(DATASET CONTENT)

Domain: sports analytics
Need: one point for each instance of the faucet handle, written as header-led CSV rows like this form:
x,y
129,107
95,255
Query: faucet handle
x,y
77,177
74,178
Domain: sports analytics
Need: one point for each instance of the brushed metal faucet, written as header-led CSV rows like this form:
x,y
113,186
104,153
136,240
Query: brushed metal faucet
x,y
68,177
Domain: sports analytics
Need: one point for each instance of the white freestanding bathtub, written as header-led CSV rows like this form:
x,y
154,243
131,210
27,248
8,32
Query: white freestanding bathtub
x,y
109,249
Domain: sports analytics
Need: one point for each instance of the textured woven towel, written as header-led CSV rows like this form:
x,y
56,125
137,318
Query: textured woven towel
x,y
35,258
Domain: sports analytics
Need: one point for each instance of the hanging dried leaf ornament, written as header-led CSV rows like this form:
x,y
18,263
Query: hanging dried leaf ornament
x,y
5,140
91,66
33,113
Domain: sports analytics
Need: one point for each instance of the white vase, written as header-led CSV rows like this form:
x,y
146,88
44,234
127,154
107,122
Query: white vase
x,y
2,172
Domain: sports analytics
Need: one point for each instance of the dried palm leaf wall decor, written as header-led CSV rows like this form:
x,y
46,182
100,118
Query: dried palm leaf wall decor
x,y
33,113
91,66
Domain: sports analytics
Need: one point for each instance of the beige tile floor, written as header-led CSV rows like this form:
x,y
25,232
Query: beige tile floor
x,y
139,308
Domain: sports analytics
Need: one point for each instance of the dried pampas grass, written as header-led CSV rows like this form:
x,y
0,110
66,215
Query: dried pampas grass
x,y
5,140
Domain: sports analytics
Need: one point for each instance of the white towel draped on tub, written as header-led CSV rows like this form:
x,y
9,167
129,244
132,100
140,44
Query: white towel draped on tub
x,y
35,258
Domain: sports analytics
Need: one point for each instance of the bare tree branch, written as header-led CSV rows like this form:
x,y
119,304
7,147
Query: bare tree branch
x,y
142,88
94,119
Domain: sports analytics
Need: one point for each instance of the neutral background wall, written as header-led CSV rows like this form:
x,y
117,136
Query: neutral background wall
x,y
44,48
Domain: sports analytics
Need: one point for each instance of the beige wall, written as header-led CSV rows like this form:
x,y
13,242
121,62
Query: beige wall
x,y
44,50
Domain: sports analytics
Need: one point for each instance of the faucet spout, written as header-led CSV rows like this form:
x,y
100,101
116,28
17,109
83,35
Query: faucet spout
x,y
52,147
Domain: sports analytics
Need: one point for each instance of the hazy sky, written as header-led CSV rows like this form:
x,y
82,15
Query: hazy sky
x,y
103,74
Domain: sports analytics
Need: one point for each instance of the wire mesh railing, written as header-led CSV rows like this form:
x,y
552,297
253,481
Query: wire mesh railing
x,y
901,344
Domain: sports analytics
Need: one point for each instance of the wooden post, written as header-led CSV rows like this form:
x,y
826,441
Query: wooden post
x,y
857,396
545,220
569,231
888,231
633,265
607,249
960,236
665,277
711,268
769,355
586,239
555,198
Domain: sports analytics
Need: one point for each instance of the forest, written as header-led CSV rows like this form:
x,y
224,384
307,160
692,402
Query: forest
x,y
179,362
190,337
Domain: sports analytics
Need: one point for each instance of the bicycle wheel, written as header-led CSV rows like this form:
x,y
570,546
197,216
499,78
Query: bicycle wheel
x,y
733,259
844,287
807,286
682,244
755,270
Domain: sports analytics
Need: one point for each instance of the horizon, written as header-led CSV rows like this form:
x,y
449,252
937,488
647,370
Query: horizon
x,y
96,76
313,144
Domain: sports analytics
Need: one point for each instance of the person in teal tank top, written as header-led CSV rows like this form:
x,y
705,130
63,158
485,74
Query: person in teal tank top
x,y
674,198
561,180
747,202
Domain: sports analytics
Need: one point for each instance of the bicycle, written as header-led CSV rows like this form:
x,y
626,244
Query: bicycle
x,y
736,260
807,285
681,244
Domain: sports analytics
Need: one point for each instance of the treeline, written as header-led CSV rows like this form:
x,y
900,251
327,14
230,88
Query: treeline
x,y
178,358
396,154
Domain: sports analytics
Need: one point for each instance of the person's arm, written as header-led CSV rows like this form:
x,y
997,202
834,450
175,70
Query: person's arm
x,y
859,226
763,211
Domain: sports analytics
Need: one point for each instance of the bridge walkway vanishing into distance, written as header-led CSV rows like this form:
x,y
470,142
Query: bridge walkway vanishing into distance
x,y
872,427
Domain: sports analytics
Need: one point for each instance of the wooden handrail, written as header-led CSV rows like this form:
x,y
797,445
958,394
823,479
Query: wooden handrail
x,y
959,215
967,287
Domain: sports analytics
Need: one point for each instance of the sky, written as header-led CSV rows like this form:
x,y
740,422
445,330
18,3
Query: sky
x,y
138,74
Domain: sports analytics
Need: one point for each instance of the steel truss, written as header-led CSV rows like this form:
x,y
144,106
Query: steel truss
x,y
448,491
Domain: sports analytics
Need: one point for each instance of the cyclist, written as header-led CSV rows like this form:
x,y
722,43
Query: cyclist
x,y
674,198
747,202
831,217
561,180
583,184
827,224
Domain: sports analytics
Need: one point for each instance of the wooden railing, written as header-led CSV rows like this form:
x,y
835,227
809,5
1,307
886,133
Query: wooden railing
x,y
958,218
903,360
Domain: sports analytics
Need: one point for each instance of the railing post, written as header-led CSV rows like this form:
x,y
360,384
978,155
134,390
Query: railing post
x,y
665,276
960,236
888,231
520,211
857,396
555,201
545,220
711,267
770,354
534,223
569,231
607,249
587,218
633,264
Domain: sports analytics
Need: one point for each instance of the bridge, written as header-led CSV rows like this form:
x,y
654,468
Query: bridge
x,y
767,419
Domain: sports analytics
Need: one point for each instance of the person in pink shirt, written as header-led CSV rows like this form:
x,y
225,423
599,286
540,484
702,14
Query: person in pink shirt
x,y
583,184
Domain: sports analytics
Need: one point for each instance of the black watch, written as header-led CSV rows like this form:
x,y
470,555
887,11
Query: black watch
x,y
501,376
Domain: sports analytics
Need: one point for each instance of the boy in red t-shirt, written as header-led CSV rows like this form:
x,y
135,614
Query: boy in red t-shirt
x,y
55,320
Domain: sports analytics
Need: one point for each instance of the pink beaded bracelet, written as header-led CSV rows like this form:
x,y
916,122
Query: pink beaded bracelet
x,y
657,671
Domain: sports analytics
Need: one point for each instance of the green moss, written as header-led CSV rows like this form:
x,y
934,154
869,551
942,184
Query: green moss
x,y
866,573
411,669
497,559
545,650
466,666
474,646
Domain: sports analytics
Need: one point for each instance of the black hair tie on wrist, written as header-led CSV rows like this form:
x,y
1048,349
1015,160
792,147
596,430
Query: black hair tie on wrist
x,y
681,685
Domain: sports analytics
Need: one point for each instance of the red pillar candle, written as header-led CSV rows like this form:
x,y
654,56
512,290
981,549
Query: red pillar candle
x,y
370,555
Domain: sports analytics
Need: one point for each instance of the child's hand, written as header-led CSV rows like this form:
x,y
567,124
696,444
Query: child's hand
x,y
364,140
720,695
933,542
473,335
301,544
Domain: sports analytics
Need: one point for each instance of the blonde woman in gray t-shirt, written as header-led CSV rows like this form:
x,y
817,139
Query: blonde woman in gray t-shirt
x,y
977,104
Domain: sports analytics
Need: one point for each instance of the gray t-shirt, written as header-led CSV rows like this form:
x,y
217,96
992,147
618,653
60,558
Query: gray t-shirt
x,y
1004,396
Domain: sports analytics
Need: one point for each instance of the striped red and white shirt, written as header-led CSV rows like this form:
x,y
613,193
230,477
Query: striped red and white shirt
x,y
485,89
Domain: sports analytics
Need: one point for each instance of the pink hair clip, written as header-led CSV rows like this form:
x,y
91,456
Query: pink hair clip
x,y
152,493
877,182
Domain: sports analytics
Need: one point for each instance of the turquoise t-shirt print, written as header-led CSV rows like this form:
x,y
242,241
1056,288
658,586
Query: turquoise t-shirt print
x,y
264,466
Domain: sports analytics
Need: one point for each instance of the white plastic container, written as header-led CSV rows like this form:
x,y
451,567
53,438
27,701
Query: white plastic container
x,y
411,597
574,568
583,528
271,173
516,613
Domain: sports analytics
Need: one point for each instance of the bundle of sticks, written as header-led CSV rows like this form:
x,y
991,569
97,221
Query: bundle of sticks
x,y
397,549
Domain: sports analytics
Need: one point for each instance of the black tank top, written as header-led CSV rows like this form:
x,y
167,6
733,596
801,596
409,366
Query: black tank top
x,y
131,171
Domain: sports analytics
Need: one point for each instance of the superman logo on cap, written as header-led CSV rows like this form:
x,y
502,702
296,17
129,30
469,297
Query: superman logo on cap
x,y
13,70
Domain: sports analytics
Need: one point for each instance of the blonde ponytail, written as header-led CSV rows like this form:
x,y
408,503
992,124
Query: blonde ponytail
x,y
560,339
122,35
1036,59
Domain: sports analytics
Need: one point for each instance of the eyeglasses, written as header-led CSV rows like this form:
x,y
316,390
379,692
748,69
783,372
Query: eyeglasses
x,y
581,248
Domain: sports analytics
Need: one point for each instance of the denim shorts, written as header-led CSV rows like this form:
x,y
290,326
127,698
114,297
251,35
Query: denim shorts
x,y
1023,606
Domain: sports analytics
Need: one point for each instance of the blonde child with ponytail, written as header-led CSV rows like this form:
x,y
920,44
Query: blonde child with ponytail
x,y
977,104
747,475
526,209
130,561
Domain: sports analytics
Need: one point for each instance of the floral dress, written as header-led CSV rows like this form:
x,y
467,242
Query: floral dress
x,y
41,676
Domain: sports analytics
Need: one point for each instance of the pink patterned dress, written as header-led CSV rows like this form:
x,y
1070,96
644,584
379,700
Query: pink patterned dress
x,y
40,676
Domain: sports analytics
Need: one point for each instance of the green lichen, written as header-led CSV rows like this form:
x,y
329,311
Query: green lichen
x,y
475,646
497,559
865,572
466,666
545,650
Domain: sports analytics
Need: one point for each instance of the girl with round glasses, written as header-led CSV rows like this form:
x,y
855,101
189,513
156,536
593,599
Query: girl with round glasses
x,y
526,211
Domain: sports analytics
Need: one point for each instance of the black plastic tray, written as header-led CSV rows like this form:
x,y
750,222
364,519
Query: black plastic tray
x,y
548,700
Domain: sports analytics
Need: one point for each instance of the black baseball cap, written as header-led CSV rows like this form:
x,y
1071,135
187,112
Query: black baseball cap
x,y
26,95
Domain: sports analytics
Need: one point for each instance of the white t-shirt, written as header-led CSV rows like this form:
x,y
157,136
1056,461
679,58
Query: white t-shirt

(INSTRUCTIONS TO FOLLOW) Count the lines in the entries above that contain the string "truss", with uppercase and lowercase treated as different, and give only that number.

(EXERCISE RESULT) 2